● Written request: Could you recast every line of the records below as a Markdown table with the columns Row and Line, numbering the rows in order and skipping blank lines? Leave the pictures out of the table.

● Data for this exercise:
○ ○ ○ ○ ○ ○ ○

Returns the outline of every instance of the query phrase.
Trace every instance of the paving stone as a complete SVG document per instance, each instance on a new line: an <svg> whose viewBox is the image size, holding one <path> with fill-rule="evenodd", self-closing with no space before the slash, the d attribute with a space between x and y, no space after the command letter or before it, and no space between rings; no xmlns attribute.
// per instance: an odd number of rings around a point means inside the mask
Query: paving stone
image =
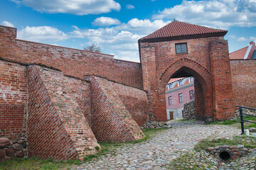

○ ○ ○ ○ ○ ○ ○

● Response:
| Row | Line |
|---|---|
| 1 | Returns the outline of every instance of the query phrase. |
| 2 | Trace every instance of the paving stone as a complete SVG document per instance, each instance on a new line: an <svg> whose viewBox is the image size, holding one <path> with fill-rule="evenodd", self-closing with no space before the slash, the d attribute with a space between x and y, no space after the command letter or before it, and no space between rings; no xmlns attribute. |
| 3 | // per instance: an odd number of rings around a point means inside the mask |
| 4 | Query: paving stone |
| 5 | image = |